- **Tarefa escrita 1**
Passe para o inglês a frase “A construção de um satélite começa com o planejamento.”, que está no trecho sobre o Inpe e o NanosatC-BR2.
- **Tarefa escrita 2**
No trecho sobre o Inpe e o NanosatC-BR2, reescreva em forma de lista o parágrafo que começa com “Ela entrou no Inpe”, mantendo os fatos principais.
- **Tarefa escrita 3**
Prossiga o trecho sobre o Inpe e a construção de satélites a partir do ponto em que ele termina.
___ Trecho do texto ___
Equipe do Inpe que atuou no desenvolvimento do NanosatC-BR2 - Foto: Arquivo pessoal

Quem orientou o Danilo tanto na iniciação científica quanto no mestrado foi a bacharel em Ciência da Computação, Fátima Matiello. Ela é egressa do Instituto de Ciências Matemáticas e de Computação (ICMC) e também esteve à frente do projeto NanosatC-BR2.

“Muitas universidades desejam fazer nanossatélites em parceria com o Inpe para fazer integração e testes. O NanosatC-BR2 foi como um estudo de caso para estabelecermos processos para isso”, diz Fátima.

Ela entrou no Inpe para fazer mestrado em Telecomunicações e Sistemas Espaciais, logo após se formar na USP em 1980. A escolha de trabalhar com pesquisa espacial veio um pouco pela influência de séries televisivas sobre o tema. Inicialmente, seu trabalho no Inpe estava relacionado com a operação de satélites e controle, ficando muitos anos na divisão de sistemas de solo. No doutorado, enveredou para sistemas embarcados e, hoje, está à frente da coordenação de Ensino, Pesquisa e Extensão (Coepe) do Inpe.

Como é feito um satélite

A construção de um satélite começa com o planejamento. Ele será desenhado de acordo com a missão de sua destinação. Ele é composto de dois módulos que, geralmente, se dividem em duas grandes partes: o módulo de serviço e o de carga útil. O primeiro é o responsável pelo funcionamento do satélite e tem a bateria, computadores de bordo, entre outros. No de carga útil, são acoplados os subsistemas relacionados à missão do satélite, como câmeras, experimentos, etc.

O Amazonia-1, por exemplo, conta com geradores solares, sistemas de propulsão, câmeras, antenas e um gravador digital de dados. Esses equipamentos são montados e testados. É preciso simular todas as condições que o satélite irá vivenciar no espaço e prever eventualidades.
___ Linhas fornecidas ___
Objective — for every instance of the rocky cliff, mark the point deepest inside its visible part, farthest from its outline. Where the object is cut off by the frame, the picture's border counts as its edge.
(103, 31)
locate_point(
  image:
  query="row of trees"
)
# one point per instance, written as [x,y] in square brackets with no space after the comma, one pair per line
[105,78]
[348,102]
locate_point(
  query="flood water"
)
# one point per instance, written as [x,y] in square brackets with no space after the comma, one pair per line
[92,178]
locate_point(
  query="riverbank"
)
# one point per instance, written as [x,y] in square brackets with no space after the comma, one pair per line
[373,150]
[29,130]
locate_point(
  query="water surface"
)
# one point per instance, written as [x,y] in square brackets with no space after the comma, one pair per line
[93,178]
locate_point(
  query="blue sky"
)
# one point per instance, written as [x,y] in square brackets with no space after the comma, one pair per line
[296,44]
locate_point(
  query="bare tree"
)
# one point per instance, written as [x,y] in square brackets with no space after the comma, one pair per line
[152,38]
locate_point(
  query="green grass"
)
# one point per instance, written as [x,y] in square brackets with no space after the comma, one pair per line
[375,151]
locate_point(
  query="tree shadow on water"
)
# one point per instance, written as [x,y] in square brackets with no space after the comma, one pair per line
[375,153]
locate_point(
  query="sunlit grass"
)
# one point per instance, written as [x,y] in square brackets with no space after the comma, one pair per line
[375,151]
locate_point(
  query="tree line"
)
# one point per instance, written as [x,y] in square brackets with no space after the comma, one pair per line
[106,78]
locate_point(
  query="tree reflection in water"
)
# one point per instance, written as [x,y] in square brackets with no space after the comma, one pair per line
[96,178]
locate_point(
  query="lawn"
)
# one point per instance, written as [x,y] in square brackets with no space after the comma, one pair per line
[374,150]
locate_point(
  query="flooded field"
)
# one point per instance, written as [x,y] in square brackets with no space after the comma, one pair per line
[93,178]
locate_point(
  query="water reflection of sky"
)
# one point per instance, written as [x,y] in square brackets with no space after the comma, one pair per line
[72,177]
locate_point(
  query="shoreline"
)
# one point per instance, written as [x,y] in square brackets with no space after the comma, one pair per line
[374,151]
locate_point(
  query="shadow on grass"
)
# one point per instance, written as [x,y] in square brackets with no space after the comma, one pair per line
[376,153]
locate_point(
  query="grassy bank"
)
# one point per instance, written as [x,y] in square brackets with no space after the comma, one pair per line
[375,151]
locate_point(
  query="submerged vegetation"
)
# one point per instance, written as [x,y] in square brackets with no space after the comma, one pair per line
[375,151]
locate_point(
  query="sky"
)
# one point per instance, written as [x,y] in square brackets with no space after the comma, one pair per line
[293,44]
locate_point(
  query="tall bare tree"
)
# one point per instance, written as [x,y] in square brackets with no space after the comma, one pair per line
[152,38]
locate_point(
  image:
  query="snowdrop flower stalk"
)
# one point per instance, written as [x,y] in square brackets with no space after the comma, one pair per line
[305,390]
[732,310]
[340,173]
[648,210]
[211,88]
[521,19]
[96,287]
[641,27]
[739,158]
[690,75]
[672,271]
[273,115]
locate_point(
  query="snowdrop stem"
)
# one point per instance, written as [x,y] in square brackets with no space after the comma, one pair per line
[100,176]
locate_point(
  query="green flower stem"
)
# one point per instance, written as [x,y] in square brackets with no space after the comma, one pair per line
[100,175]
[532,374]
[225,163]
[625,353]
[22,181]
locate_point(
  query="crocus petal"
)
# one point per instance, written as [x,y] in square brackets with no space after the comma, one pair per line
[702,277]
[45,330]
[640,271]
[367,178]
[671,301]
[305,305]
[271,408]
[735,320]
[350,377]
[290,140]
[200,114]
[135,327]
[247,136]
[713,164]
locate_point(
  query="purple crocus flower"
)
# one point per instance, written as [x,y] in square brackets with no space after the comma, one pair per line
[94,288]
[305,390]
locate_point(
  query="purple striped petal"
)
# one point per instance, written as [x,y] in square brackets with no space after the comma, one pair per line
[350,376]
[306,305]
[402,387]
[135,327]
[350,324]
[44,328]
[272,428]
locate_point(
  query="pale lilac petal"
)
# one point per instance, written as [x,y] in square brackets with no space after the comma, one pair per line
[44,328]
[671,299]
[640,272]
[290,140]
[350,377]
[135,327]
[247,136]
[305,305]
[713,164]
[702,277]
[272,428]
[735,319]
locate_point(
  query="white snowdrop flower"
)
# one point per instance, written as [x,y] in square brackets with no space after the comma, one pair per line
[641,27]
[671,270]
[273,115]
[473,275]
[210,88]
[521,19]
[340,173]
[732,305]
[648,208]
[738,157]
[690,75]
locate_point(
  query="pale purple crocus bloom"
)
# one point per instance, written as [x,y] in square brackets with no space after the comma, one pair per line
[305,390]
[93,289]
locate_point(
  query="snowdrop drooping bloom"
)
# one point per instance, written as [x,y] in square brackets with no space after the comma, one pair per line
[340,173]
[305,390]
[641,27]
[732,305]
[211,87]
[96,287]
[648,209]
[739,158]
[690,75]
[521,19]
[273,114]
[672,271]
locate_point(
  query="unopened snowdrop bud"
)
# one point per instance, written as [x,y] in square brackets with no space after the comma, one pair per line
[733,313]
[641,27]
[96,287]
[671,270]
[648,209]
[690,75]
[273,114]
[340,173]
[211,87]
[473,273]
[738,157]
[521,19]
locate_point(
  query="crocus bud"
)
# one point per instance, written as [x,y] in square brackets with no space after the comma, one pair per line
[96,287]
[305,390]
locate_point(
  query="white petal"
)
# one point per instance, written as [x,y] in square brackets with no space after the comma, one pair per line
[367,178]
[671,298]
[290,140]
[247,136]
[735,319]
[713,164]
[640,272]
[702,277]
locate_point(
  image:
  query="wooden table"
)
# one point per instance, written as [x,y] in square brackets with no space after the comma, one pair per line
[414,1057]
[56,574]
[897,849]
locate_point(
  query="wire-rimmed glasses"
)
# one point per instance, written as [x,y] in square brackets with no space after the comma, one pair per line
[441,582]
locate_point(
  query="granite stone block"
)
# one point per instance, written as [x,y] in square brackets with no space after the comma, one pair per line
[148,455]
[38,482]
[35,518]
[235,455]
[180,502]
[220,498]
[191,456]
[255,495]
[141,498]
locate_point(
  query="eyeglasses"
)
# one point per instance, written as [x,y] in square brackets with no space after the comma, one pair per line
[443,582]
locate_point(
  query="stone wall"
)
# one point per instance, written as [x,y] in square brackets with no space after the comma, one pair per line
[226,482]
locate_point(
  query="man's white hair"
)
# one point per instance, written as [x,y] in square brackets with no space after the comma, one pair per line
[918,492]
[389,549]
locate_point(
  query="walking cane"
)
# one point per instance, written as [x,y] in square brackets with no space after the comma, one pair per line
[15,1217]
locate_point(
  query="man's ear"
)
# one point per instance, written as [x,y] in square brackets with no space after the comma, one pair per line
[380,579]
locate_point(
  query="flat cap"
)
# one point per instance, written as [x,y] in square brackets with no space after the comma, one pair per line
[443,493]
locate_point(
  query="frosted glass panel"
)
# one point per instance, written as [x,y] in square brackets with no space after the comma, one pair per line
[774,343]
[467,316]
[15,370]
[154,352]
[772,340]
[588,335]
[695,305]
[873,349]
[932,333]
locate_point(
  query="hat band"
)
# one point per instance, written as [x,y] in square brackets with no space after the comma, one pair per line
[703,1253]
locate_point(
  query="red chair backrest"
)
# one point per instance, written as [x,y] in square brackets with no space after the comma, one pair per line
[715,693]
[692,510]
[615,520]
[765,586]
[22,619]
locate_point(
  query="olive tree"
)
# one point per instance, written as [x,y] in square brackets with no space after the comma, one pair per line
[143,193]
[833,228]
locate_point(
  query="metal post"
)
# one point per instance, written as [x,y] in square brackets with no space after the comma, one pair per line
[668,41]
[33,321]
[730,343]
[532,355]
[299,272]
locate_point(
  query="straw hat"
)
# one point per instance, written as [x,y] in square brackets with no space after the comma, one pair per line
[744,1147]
___
___ Linhas fornecidas ___
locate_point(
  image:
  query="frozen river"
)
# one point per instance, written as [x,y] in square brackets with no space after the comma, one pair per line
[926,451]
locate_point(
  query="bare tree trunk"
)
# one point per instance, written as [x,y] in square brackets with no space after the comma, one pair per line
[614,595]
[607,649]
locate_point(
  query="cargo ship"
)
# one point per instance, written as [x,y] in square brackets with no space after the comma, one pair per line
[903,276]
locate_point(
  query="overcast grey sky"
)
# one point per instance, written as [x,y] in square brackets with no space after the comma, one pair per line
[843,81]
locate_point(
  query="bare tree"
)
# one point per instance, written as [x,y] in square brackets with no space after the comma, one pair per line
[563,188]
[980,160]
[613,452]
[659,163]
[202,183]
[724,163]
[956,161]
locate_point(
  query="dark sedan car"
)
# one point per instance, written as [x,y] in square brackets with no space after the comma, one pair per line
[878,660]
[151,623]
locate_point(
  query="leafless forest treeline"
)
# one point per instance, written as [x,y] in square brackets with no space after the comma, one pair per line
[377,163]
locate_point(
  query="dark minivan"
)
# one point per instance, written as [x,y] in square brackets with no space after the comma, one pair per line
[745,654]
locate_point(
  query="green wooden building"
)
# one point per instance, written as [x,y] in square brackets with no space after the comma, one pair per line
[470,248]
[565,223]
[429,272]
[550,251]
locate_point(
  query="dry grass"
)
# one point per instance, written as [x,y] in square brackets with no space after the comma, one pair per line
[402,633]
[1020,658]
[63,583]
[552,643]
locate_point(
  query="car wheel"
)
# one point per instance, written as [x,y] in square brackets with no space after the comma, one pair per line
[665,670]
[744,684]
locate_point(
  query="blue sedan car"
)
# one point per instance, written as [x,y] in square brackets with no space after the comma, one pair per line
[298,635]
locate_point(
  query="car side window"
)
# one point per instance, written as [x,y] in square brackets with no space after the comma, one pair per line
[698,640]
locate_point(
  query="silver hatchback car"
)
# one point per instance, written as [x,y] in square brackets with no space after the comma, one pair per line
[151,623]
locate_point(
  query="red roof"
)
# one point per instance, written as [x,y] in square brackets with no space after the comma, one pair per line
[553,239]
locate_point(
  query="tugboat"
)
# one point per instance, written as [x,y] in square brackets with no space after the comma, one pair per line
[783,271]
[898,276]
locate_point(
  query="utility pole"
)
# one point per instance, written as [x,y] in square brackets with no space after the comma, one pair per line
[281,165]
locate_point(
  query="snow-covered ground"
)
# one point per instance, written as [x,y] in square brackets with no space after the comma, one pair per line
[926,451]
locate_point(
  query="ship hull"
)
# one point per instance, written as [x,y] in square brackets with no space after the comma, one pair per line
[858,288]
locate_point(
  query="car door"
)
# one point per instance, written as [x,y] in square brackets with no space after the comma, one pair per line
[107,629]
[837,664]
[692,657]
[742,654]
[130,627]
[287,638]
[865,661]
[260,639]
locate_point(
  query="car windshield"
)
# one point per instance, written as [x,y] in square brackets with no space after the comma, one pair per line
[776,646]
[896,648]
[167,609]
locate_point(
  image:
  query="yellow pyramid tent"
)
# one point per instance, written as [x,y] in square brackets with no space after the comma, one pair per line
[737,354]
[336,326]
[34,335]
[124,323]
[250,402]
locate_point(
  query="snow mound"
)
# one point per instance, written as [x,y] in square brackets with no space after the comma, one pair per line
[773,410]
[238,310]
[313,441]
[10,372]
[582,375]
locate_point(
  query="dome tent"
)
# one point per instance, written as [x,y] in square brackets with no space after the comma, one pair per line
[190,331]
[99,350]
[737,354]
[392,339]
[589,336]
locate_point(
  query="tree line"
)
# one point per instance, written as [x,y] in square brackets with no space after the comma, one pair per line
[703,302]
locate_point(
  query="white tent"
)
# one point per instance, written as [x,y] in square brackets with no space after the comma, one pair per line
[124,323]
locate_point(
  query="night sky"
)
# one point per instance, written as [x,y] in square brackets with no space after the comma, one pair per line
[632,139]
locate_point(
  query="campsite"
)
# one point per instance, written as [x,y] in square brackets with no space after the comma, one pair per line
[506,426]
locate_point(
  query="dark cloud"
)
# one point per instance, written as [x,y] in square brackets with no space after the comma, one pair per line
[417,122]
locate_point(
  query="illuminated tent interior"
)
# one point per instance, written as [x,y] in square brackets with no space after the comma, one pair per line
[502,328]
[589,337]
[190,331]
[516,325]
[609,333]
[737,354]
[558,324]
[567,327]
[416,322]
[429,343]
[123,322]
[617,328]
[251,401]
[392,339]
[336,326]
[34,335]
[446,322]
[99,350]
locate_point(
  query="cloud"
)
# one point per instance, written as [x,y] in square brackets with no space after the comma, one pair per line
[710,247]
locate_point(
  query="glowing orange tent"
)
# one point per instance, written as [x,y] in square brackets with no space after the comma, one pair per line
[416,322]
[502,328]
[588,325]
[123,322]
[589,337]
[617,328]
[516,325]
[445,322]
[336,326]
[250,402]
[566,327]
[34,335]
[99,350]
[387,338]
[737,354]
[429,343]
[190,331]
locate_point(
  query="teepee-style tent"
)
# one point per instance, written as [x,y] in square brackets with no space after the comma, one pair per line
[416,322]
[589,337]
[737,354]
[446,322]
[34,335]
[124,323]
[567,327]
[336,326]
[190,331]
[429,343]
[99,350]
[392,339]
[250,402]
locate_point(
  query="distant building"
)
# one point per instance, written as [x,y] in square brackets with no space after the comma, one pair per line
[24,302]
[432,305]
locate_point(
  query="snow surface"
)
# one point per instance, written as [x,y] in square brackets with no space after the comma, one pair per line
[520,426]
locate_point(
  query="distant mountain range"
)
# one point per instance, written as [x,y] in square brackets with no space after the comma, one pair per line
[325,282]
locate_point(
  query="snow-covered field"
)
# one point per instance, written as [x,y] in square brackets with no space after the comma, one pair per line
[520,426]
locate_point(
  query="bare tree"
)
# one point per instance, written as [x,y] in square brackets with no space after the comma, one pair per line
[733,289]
___
___ Linhas fornecidas ___
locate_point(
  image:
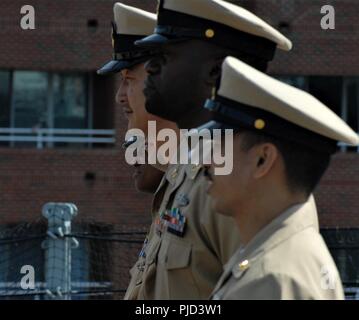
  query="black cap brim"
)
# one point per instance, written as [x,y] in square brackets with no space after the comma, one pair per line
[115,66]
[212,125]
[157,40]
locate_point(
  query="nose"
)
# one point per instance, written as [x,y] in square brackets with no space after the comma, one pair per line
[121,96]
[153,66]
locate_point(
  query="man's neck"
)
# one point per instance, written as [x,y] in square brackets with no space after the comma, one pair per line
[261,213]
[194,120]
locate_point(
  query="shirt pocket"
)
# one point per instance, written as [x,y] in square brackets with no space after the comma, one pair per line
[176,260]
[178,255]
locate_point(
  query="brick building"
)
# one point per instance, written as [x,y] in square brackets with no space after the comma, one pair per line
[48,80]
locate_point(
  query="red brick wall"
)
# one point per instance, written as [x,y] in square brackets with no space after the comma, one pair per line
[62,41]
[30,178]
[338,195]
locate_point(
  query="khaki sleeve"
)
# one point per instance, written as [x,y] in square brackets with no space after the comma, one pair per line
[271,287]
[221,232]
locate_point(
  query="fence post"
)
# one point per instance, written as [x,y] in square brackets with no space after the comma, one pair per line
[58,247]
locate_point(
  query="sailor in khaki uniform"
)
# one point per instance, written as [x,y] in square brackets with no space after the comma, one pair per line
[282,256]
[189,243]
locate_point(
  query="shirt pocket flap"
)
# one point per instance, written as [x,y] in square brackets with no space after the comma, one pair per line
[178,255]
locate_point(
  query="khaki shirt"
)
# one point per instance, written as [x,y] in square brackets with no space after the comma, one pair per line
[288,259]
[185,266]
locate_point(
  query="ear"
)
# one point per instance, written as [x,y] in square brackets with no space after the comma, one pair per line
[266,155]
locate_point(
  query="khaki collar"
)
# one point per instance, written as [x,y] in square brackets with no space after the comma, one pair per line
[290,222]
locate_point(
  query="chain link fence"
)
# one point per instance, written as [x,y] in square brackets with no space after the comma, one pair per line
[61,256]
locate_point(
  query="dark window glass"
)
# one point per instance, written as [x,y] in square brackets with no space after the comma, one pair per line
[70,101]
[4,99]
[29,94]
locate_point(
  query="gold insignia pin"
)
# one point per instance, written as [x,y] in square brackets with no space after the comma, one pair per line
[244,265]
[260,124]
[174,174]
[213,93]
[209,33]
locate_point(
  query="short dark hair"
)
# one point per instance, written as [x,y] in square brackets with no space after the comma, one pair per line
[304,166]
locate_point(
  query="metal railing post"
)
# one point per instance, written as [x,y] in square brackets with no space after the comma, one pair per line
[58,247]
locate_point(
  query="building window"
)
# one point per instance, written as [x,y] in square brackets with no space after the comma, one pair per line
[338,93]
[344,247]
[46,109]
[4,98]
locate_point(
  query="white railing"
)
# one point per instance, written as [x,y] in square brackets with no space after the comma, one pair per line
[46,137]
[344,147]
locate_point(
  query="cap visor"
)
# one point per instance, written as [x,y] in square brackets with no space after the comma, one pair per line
___
- **Resultado 1**
The construction of a satellite begins with planning.

- **Resultado 2**
- Fátima Matiello entrou no Inpe para fazer mestrado em Telecomunicações e Sistemas Espaciais logo após se formar na USP, em 1980.
- Séries de televisão sobre pesquisa espacial influenciaram em parte sua escolha pela área.
- No início, trabalhou com operação e controle de satélites e ficou muitos anos na divisão de sistemas de solo.
- No doutorado, passou a se dedicar a sistemas embarcados.
- Hoje está à frente da coordenação de Ensino, Pesquisa e Extensão (Coepe) do Inpe.

- **Resultado 3**
 

José Pott se formou em Engenharia Elétrica na EESC em 1987 e fez mestrado no Instituto de Física de São Carlos (IFSC) da USP. Há sete anos começou a trabalhar no Inpe. Ele atua em um setor em que ocorre a montagem, a integração de todos os subsistemas e o funcionamento dos satélites. Ele é responsável por alguns subsistemas: supervisão de bordo, que é o computador principal; equipamento que grava as imagens; controle térmico, que visa a manter o satélite dentro das faixas de temperatura.

“Cada equipamento tem que estar em uma faixa de temperatura correta, às vezes, o satélite está no sol, ou na sombra, então ligamos aquecedores e desligamos de acordo com o momento onde ele está”, explica.

Outra função do engenheiro é testar os sistemas em laboratório. Ele realiza três testes: de emergência, de lançamento e de rotina. Os testes permitem antecipar eventuais problemas que possam ocorrer desde o momento do lançamento do satélite, qualquer sistema que pare de funcionar, ou o uso diário do equipamento.

Depois do lançamento do satélite, outra equipe comanda os trabalhos, acompanhando os dados e a performance.

Conheça outros egressos da USP que atuam no Inpe

 

Fernando Antonio Pessotta
Foram 37 anos dedicados ao Inpe, nem mesmo a aposentadoria em 2019 fez Fernando se afastar do instituto. Hoje, ele é colaborador voluntário, um trabalho em que não recebe remuneração, mas dedica dois dias por semana para realizar estudos e pesquisas.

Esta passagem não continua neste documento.